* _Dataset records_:

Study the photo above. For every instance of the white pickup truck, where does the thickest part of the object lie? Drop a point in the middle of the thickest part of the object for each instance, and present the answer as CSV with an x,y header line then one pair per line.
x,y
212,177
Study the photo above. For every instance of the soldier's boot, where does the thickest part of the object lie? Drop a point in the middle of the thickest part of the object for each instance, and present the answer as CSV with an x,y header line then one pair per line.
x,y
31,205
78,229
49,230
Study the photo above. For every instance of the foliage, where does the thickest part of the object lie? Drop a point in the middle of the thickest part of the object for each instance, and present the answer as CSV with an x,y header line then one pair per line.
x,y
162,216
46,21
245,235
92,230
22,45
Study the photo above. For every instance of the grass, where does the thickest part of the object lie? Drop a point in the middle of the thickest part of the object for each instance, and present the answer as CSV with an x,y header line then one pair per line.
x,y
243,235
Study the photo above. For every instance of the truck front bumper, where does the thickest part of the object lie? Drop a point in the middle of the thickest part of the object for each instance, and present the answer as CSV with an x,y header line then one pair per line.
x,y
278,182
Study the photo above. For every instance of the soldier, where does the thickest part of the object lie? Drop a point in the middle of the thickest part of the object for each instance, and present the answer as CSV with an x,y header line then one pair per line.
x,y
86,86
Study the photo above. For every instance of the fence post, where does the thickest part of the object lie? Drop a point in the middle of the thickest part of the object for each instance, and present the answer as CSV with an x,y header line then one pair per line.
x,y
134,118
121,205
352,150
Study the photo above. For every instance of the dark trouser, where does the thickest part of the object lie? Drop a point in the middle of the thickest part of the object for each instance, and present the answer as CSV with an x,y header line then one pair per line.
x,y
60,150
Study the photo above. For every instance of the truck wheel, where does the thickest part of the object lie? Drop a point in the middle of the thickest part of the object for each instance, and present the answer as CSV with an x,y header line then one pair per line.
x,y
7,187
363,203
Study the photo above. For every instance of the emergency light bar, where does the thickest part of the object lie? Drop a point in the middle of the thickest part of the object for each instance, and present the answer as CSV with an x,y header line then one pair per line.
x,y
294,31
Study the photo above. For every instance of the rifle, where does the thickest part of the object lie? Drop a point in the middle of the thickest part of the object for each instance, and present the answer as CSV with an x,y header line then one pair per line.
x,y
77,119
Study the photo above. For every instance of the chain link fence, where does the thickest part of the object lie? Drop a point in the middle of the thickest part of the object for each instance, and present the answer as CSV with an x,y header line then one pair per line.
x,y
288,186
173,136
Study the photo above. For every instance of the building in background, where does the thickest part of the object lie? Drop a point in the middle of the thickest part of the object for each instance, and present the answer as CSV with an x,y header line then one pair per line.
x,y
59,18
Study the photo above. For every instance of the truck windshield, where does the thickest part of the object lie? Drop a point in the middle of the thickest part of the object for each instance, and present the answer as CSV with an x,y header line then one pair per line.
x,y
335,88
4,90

* _EXERCISE BRIEF_: Copy the entire listing above word for word, keeping every line in its original order.

* _RESPONSE TO THIS EXERCISE_:
Study the photo above. For every instance of the white pickup truck, where does the thickest part of the object lie? Drop a point in the middle of the thickest part of the object for each instance, and present the answer as CSV with an x,y header line then one pair per line.
x,y
212,177
Study the photo above. For every instance of the soldier's boot, where does the thickest part of the object lie? Drop a point in the middle of the thickest part of the object for each instance, and present the answer as CSV with an x,y header line then one pair per line.
x,y
31,205
78,229
49,230
Study the photo above. For every instance of the foliage, where does the thickest part of the object lie? Drop a point in the middle of the thickest part of the object for each instance, and present the answer as CSV with an x,y header line then one pair per line.
x,y
162,216
46,21
245,235
92,230
22,45
Study the photo above. For every instance of the grass, where does the thickest part of the object lie? Drop a point in the middle of the thickest part of the object for each instance, and present the answer as CSV with an x,y header line then one pair per line.
x,y
243,235
Study the photo above. For every instance of the truck front bumper, where does the thickest part of the object lie? Drop a point in the middle of the thickest part of the object for each instance, and present the answer as CSV with an x,y header line then one pair per line.
x,y
278,182
Study the photo above. For every instance of the soldier, where does the thickest part of the object lie? Drop a point in the middle of the thickest part of the object for each instance, and present the answer as CSV with an x,y header line then one pair per line.
x,y
86,86
Study the photo above. For every instance of the fence post, where does the thickest part of the object lie? Drop a point in the middle of the thickest part of the object for each instance, and present the answer as CSV with an x,y header line then one pair per line.
x,y
134,118
121,205
352,150
Study the photo above. For every instance of the dark trouser, where does the thickest part of the object lie? Drop a point in the middle of the thickest part of the object for each instance, and present the answer as CSV with an x,y header line then one pair per line.
x,y
60,150
Study the photo above. For every instance of the truck wheel, where does the thickest part of the object lie? Drop a point in the middle of the thickest part of the object for each instance, and present the answer as CSV with an x,y header line then one pair per line.
x,y
7,187
363,203
Study the photo above. For every instance of the emergency light bar, where does the thickest part of the object lie? Drop a point in the middle of the thickest part of the object for each instance, and present the answer as CSV with an x,y header line then one pair per line.
x,y
294,31
Study the photo above. For every instance of the rifle, where does the thickest part of the object lie? Drop a point in the middle of the thickest part of the object for each instance, and present the answer as CSV with an x,y header line then one pair per line.
x,y
77,119
Study the photo above. For every instance of the chain link fence, where does the thickest part of the object lie? Drop a point in the middle of the thickest part of the object for each instance, and present the answer as CSV with an x,y header line then one pair per line.
x,y
288,186
173,136
Study the photo above. For every instance of the building in background, where does the thickest part of the object lie? Drop a point in the middle of the thickest part of the object for each instance, and present the answer as CSV with an x,y header line then one pair per line.
x,y
59,18
Study the photo above. For every instance of the truck windshield, where does the thickest part of the object lie? Drop a point in the middle of the thickest part of the object for each instance, and present the answer as CSV with an x,y header line then one pair per line.
x,y
335,88
4,90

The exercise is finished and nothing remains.